◆ To be done
All of the material below is to be returned exactly.

◆ Entries supplied
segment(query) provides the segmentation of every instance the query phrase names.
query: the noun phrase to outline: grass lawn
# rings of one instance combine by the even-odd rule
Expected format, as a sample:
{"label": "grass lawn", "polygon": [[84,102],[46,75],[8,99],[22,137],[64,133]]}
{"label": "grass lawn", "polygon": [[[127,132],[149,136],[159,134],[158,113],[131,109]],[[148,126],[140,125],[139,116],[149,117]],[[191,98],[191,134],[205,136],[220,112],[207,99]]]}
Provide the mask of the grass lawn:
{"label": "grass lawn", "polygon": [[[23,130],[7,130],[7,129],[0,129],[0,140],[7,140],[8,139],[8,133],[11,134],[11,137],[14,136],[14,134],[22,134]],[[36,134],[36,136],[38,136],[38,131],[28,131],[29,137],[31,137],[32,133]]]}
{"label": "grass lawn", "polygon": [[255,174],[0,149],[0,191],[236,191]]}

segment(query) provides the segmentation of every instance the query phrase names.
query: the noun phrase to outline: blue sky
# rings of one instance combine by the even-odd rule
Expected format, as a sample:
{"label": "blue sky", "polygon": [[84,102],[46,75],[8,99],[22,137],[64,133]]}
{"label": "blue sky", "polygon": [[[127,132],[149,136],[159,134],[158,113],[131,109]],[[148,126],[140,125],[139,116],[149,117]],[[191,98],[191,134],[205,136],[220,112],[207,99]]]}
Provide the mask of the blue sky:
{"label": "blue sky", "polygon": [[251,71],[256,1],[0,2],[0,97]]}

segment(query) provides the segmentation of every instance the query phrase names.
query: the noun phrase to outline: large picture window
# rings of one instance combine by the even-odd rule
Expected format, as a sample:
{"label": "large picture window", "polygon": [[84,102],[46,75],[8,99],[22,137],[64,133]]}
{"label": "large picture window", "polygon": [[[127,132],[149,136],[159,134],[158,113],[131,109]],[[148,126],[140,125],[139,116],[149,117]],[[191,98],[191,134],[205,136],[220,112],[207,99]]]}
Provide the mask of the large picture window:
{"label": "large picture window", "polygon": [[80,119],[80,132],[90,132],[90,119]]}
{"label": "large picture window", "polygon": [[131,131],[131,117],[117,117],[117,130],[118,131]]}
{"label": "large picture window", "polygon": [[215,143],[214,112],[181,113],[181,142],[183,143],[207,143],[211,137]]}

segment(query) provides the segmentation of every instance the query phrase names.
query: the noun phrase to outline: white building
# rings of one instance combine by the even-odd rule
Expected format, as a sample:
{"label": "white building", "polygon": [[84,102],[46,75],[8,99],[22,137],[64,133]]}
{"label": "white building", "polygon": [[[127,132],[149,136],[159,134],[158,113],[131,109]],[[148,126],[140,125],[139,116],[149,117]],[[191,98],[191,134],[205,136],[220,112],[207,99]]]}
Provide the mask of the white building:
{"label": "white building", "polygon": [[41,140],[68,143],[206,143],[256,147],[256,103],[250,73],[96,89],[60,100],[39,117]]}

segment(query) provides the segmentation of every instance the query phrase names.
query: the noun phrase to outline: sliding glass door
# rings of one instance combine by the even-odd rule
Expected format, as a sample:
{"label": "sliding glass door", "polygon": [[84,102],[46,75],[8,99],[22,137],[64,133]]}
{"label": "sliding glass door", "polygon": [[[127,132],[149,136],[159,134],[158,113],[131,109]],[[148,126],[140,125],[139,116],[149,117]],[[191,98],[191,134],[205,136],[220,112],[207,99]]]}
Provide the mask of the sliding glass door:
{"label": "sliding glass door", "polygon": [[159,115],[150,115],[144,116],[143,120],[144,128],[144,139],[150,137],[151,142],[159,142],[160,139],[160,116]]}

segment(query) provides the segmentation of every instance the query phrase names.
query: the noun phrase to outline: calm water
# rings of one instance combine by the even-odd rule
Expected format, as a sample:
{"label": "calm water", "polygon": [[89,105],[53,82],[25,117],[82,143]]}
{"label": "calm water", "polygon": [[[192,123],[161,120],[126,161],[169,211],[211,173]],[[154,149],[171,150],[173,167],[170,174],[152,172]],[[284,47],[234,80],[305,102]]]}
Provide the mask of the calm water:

◆ Full solution
segment(query) provides the segmentation of every instance the query phrase names.
query: the noun phrase to outline: grass lawn
# rings of one instance combine by the even-odd rule
Expected format, as a sample:
{"label": "grass lawn", "polygon": [[84,102],[46,75],[8,99],[22,137],[64,133]]}
{"label": "grass lawn", "polygon": [[[127,132],[149,136],[159,134],[158,113],[131,109]],[[148,126],[140,125],[139,116],[149,117]],[[191,98],[191,134],[205,136],[220,112],[207,99]]]}
Provide the mask of the grass lawn:
{"label": "grass lawn", "polygon": [[[23,130],[7,130],[7,129],[0,129],[0,140],[7,140],[8,139],[8,133],[11,134],[11,137],[14,136],[14,134],[22,134]],[[36,134],[36,136],[38,136],[38,131],[28,131],[29,137],[31,137],[32,133]]]}
{"label": "grass lawn", "polygon": [[255,174],[0,149],[0,191],[236,191]]}

segment(query) provides the segmentation of every instance the query phrase names.
query: the noun phrase to outline: blue sky
# rings of one instance combine by the even-odd rule
Expected format, as a sample:
{"label": "blue sky", "polygon": [[84,102],[46,75],[8,99],[22,137],[64,133]]}
{"label": "blue sky", "polygon": [[[127,132],[149,136],[159,134],[158,113],[131,109]],[[148,126],[140,125],[139,116],[149,117]],[[191,98],[191,134],[205,136],[220,112],[207,99]]]}
Provide the mask of the blue sky:
{"label": "blue sky", "polygon": [[251,71],[256,1],[0,2],[0,97]]}

segment(query) provides the segmentation of every instance the query phrase names.
query: the noun phrase to outline: large picture window
# rings of one instance combine by the even-odd rule
Expected format, as a sample:
{"label": "large picture window", "polygon": [[84,102],[46,75],[8,99],[22,137],[64,133]]}
{"label": "large picture window", "polygon": [[[127,132],[149,136],[159,134],[158,113],[131,109]],[[148,126],[140,125],[139,116],[149,117]],[[191,98],[191,134],[205,136],[220,112],[207,99]]]}
Provide the mask of the large picture window:
{"label": "large picture window", "polygon": [[80,119],[80,132],[90,132],[90,119]]}
{"label": "large picture window", "polygon": [[131,131],[131,117],[117,117],[117,130],[118,131]]}
{"label": "large picture window", "polygon": [[215,143],[214,112],[181,113],[181,142],[183,143],[207,143],[211,137]]}

segment(query) provides the segmentation of every instance the query phrase names.
query: the noun phrase to outline: white building
# rings of one instance combine by the even-odd rule
Expected format, as a sample:
{"label": "white building", "polygon": [[84,102],[46,75],[8,99],[22,137],[64,133]]}
{"label": "white building", "polygon": [[[127,132],[149,136],[159,134],[158,113],[131,109]],[[148,126],[140,125],[139,116],[149,117]],[[191,98],[191,134],[205,136],[220,112],[207,99]]]}
Provide the mask of the white building:
{"label": "white building", "polygon": [[41,140],[68,143],[206,143],[256,147],[256,103],[250,73],[96,89],[60,100],[39,117]]}

segment(query) provides the segmentation of every instance the query phrase names.
query: the noun phrase to outline: sliding glass door
# rings of one instance combine by the even-odd rule
Expected format, as a sample:
{"label": "sliding glass door", "polygon": [[84,102],[46,75],[8,99],[22,137],[64,133]]}
{"label": "sliding glass door", "polygon": [[[127,132],[149,136],[159,134],[158,113],[131,109]],[[148,126],[140,125],[139,116],[149,117]],[[191,98],[191,134],[205,136],[220,112],[207,99]]]}
Provide the mask of the sliding glass door:
{"label": "sliding glass door", "polygon": [[159,115],[150,115],[144,116],[143,120],[144,128],[144,139],[150,137],[151,142],[159,142],[160,139],[160,116]]}

segment(query) provides the segmentation of every instance the query phrase names.
query: the noun phrase to outline: calm water
# rings of one instance combine by the even-odd rule
Expected format, as a sample:
{"label": "calm water", "polygon": [[89,105],[53,82],[25,117],[82,143]]}
{"label": "calm water", "polygon": [[[192,123],[161,120],[126,161],[169,211],[211,173]],[[154,149],[171,150],[173,167],[170,174],[152,172]],[[284,47],[234,80],[305,102]]]}
Provide the mask of the calm water:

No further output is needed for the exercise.